* **Provided text**
------

Based on the success of the original series, in 2014 Winkler and Oliver began writing the Here’s Hank books geared toward K-2 readers — same kid, same challenges, just two years younger.
The Here’s Hank books are carefully designed for young readers, especially those who may have difficulty reading or a dyslexia diagnosis. The books are printed in the Dyslexie font (dyslexiefont.com), developed in 2008 by a Dutch graphic designer as a way to make reading easier for those with dyslexia (see above).
“That’s an amazing thing, we’re so grateful to our publishers,” Oliver says of the font usage. “It’s easier for everyone to read.”
The use of Dyslexie means more white space on the page and more space between words and individual letters, making it harder for dyslexic readers to flip letters or words while reading. The strokes that sit above or below a line, such as a lowercase d or g, are weighted heavier toward the bottom, keeping them from “floating” around a page, another common effect of the processing challenge.
The book also offers some short, two-page, list-based chapters, Oliver says.
“As a child, I would go to the library and I would pick books that had a lot of dialogue because I liked the whiteness on the page. The page looked like I could attack as opposed to a page with all dense gray type,” she says. “We try and be aware of those kinds of things: add a lot of dialogue, make our paragraphs short, make our chapters end on a suspenseful note, vary length of chapters so the pace doesn’t feel overwhelming. The hope is this is the book you keep in your back pocket for when your teacher says you can read something for fun.”

------

* **Listed records**
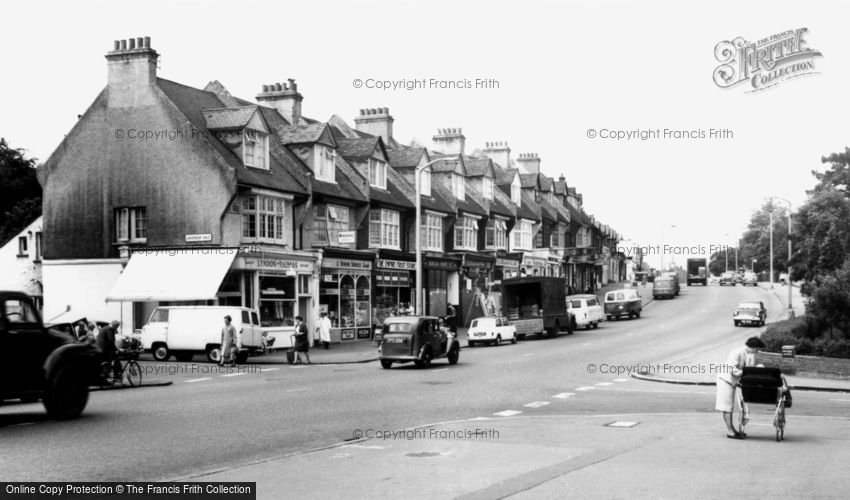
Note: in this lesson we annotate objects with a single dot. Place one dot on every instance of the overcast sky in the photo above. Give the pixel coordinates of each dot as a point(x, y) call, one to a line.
point(562, 68)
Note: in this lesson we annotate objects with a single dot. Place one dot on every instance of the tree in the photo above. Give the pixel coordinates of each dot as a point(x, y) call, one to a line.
point(20, 192)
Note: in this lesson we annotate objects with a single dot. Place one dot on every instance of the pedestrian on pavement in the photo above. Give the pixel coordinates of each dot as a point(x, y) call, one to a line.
point(727, 382)
point(228, 343)
point(109, 351)
point(302, 343)
point(324, 330)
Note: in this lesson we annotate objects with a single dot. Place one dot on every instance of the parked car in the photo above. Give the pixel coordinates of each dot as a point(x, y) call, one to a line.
point(727, 278)
point(187, 330)
point(37, 363)
point(586, 310)
point(752, 313)
point(491, 330)
point(416, 338)
point(663, 288)
point(625, 302)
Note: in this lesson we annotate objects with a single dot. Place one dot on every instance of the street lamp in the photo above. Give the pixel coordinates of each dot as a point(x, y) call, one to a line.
point(672, 226)
point(420, 304)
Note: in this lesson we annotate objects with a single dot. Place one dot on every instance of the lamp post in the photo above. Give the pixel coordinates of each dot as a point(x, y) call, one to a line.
point(420, 304)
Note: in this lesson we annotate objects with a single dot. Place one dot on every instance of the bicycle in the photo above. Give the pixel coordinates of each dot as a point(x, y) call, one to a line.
point(131, 370)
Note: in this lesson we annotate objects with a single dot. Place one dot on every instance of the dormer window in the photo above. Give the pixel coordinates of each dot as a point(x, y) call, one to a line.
point(487, 188)
point(425, 182)
point(377, 173)
point(458, 186)
point(255, 149)
point(324, 167)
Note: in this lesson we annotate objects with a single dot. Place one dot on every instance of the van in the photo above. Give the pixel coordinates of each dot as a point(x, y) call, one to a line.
point(187, 330)
point(625, 302)
point(663, 288)
point(586, 310)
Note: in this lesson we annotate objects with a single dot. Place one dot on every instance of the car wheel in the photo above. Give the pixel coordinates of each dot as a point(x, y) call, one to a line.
point(454, 355)
point(183, 356)
point(425, 362)
point(160, 352)
point(67, 393)
point(213, 353)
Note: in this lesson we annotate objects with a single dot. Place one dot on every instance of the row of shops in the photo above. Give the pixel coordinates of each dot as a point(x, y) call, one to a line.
point(357, 289)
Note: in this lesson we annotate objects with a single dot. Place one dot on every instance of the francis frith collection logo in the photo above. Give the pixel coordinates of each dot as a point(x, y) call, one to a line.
point(765, 63)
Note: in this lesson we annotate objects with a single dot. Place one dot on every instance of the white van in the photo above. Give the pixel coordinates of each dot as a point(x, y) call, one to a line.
point(186, 330)
point(586, 310)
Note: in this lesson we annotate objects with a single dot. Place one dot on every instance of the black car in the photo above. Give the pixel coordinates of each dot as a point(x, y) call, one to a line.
point(39, 363)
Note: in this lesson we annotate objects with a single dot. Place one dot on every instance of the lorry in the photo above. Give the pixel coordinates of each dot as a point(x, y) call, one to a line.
point(537, 305)
point(698, 271)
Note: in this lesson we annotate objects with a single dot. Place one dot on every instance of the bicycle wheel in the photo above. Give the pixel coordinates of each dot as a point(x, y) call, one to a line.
point(133, 373)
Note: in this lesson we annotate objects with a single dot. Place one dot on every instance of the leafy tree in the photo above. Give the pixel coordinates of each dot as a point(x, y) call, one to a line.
point(20, 192)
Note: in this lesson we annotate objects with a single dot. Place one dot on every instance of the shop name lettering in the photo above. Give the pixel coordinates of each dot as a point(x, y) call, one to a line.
point(766, 63)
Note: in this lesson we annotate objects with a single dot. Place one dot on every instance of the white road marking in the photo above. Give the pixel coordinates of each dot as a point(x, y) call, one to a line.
point(507, 413)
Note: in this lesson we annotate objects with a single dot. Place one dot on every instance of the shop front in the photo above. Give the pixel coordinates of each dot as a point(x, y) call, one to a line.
point(393, 280)
point(345, 293)
point(441, 284)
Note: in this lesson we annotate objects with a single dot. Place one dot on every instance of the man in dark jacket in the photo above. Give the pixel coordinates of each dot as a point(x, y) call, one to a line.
point(106, 345)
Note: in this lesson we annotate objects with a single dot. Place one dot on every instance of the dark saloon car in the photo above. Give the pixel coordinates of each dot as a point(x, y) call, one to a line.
point(752, 313)
point(38, 363)
point(416, 338)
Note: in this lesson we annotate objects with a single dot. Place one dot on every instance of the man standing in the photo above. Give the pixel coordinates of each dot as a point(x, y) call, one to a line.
point(727, 382)
point(324, 330)
point(228, 343)
point(106, 345)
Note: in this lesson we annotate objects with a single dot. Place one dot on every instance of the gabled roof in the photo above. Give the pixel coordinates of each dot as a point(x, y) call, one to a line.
point(306, 134)
point(479, 167)
point(228, 118)
point(282, 165)
point(406, 157)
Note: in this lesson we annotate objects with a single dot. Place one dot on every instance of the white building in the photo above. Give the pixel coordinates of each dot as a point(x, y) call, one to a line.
point(20, 262)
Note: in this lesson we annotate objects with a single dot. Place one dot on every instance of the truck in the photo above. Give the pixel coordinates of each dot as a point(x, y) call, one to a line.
point(697, 271)
point(537, 305)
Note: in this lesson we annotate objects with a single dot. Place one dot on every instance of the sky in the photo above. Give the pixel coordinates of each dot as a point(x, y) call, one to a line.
point(561, 69)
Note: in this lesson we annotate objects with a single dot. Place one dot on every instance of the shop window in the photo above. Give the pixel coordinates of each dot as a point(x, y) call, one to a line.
point(277, 301)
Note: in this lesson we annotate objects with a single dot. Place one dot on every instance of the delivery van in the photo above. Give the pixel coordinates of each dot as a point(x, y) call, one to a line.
point(188, 330)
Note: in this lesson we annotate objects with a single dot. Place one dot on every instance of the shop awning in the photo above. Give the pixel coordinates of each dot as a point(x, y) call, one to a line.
point(173, 275)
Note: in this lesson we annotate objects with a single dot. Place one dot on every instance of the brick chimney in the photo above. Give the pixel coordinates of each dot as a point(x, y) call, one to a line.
point(499, 152)
point(285, 98)
point(529, 163)
point(131, 66)
point(375, 121)
point(449, 141)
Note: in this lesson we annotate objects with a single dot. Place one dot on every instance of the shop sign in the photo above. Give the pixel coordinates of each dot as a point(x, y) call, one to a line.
point(348, 264)
point(266, 264)
point(507, 263)
point(345, 237)
point(396, 264)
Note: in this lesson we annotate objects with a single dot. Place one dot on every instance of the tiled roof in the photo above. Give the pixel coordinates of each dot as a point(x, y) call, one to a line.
point(301, 134)
point(357, 148)
point(406, 157)
point(228, 118)
point(528, 180)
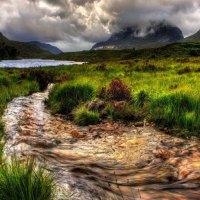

------

* **Requirement**
Repeat, word for word, the portion of the Here's Hank text that opens with the words "Based on the" and closes with "two years younger.".

* **Solution below**
Based on the success of the original series, in 2014 Winkler and Oliver began writing the Here’s Hank books geared toward K-2 readers — same kid, same challenges, just two years younger.